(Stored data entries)
★ ★ ★ ★ ★

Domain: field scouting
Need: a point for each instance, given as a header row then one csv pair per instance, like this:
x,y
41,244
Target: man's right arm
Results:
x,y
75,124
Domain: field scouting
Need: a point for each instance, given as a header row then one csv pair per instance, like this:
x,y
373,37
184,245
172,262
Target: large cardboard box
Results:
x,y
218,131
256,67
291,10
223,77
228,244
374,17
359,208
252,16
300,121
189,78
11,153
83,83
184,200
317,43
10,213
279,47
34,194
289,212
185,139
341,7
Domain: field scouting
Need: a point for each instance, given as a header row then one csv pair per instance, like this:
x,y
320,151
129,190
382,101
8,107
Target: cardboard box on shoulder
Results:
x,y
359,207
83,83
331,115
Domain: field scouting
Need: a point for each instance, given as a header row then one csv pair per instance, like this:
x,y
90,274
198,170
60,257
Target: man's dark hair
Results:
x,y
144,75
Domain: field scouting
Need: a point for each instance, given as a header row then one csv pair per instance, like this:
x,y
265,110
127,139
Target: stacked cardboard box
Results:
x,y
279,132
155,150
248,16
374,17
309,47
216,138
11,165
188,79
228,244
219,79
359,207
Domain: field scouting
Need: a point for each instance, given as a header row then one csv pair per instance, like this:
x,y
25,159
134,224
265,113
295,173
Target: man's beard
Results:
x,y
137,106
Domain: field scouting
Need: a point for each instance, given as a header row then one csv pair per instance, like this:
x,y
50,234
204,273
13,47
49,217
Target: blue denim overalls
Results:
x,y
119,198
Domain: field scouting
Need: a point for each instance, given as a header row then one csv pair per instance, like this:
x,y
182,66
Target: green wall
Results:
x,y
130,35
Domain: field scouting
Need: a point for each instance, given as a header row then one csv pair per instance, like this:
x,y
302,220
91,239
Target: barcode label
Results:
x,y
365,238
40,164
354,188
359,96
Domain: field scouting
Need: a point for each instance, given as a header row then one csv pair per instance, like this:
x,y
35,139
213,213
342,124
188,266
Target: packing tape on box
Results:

★ ★ ★ ★ ★

Could you reproduce all of the records above line for line, changing nothing?

Domain: field scouting
Need: a point for each instance, given as a header row then one csv pair per instance, like this:
x,y
41,244
Target: man's right arm
Results:
x,y
75,124
Domain: field scouting
Need: a point for each instance, given as a header row then one csv pair per instance, like this:
x,y
373,37
184,245
172,262
Target: large cardboard box
Results:
x,y
218,131
256,67
291,10
223,77
228,244
374,17
359,208
252,16
300,121
189,78
11,153
83,83
184,200
317,43
10,213
279,47
34,194
289,212
185,139
341,7
Domain: field scouting
Need: a point for each instance, given as a header row then one csv pair per instance, like this:
x,y
320,151
129,190
382,101
8,107
Target: cardboard box on shoulder
Results:
x,y
359,207
83,83
331,115
Domain: field scouting
Need: a point for each instance, given as a header row then one csv pair per instance, like this:
x,y
90,274
198,170
60,257
Target: man's dark hair
Results:
x,y
144,75
Domain: field scouting
Need: a point for each instance, given as a header row then one csv pair per instance, like this:
x,y
265,110
127,139
Target: stacked cardboard box
Results:
x,y
279,132
155,150
248,16
374,17
309,47
216,138
11,165
188,79
228,244
219,79
359,207
Domain: field scouting
Need: a point for each instance, given as a header row then one csv pair per instance, like this:
x,y
25,159
134,224
265,113
295,173
Target: man's beard
Results:
x,y
137,106
Domain: field scouting
Need: a point for each instance, given as a header row then one csv pair per instance, like this:
x,y
50,234
204,273
13,47
49,217
Target: blue denim overalls
Results:
x,y
119,198
Domain: field scouting
Need: a point for each instance, given as a header row then one csv pair per instance, like this:
x,y
182,66
Target: green wall
Results:
x,y
130,35
Domain: field scouting
Need: a point for each instance, given as a header row then one csv pair per instance, like this:
x,y
302,220
91,239
Target: barcode label
Results:
x,y
365,238
40,164
354,188
359,96
Domain: field scouting
Need: a point for each instance, given as a header row then one csv pair per instance, like this:
x,y
35,139
213,213
342,124
188,266
Target: packing tape on box
Results:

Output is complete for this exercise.